**What you are asked to do:**
Reproduce the entire listing below, substituting "position" for every occurrence of "coordinate pair" and leaving everything else unchanged.
▬▬▬▬▬▬▬▬▬▬
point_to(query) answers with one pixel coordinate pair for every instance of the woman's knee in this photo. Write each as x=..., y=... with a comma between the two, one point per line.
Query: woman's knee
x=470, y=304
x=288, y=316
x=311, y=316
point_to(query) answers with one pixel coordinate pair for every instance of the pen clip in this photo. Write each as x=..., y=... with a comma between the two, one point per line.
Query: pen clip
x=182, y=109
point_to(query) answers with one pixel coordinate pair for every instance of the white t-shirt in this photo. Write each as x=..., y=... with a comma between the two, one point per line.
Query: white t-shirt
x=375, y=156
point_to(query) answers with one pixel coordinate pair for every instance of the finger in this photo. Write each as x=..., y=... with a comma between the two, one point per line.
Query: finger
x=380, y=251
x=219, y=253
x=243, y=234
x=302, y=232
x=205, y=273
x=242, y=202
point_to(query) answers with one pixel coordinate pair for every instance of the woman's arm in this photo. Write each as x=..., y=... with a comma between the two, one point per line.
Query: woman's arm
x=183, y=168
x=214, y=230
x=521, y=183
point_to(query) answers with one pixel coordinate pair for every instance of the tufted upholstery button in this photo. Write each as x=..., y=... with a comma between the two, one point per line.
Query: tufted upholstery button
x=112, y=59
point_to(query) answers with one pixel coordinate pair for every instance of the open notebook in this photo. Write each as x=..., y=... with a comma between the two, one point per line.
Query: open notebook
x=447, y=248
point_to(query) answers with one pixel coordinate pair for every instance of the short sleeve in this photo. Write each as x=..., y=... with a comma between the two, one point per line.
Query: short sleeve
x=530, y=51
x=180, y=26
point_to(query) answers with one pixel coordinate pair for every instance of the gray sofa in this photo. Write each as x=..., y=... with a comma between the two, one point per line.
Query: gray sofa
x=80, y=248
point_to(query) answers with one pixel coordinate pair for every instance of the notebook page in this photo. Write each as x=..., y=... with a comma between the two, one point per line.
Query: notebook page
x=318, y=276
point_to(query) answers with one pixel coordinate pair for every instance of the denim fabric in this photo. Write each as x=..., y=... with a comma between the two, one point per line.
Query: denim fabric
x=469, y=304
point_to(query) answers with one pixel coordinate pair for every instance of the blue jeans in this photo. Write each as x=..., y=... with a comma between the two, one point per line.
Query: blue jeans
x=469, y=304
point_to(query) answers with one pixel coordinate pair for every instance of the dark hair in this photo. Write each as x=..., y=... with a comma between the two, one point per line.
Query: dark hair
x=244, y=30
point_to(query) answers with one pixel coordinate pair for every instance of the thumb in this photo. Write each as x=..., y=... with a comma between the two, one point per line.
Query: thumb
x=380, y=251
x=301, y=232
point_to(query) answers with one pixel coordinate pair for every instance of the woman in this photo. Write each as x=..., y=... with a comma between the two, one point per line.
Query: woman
▬▬▬▬▬▬▬▬▬▬
**Response to the exercise:**
point_to(query) answers with one pixel position for every instance of the woman's knee in this photo. Write each as x=..., y=... with a comma between the two, one point per line.
Query: woman's knee
x=470, y=304
x=288, y=316
x=311, y=316
point_to(query) answers with one pixel position for every instance of the pen clip in this photo. Write each as x=..., y=... with a comma between the two, one point per line.
Query: pen clip
x=182, y=109
point_to(query) answers with one pixel position for every instance of the white t-shirt in this photo. Write each as x=..., y=... with a comma between the two, one point per line.
Query: white t-shirt
x=375, y=156
point_to(query) answers with one pixel position for every instance of the finger in this photo. Write each as x=..., y=... with a comma between the two, one point per line.
Query: finger
x=380, y=251
x=219, y=253
x=243, y=234
x=302, y=232
x=205, y=273
x=242, y=202
point_to(query) answers with one pixel position for every instance of the woman's arm in this photo. Write each as x=..., y=... with a comma between the two, one point per line.
Query: woman's arm
x=183, y=168
x=214, y=230
x=521, y=183
point_to(query) answers with one pixel position for every instance of the tufted upholstery button in this photo. Write each as x=..., y=... with a comma between the two, one point per line.
Query: tufted upholstery button
x=112, y=59
point_to(query) answers with one pixel position for every instance of the open notebook in this photo. Write each as x=..., y=... with a comma between the two, one point per line.
Query: open notebook
x=447, y=248
point_to(query) answers with one pixel position for every instance of the short sleeve in this photo. Write each as x=..., y=... with a comma between the two, one point per line.
Query: short sleeve
x=530, y=51
x=180, y=26
point_to(query) answers with one pixel position for every instance of the gray sofa in this photo. Write each as x=..., y=... with a comma between the two, one point per line.
Query: gray sofa
x=80, y=248
point_to(query) answers with one pixel position for every instance of the notebook page in this photo. Write each as x=..., y=... with a comma between the two, one point per line.
Query: notebook page
x=318, y=276
point_to(query) answers with one pixel position for every instance of the denim fabric in this photo. Write each as x=..., y=... with a comma between the two, one point per line.
Query: denim fabric
x=469, y=304
point_to(query) answers with one pixel position for every instance of the blue jeans in this photo. Write each as x=..., y=... with a comma between the two, one point per line.
Query: blue jeans
x=469, y=304
point_to(query) answers with one pixel position for every instance of the dark hair in this photo. Write each as x=..., y=... with a comma between the two, one point per line.
Query: dark hair
x=244, y=30
point_to(query) answers with one pixel position for every instance of the thumb in this photo. Write each as x=..., y=... with a comma between the two, one point per line.
Query: thumb
x=380, y=251
x=301, y=232
point_to(query) answers with one pixel position for every instance of the woman in this photo. Write each as x=..., y=... with a comma between the two, one point per line.
Query: woman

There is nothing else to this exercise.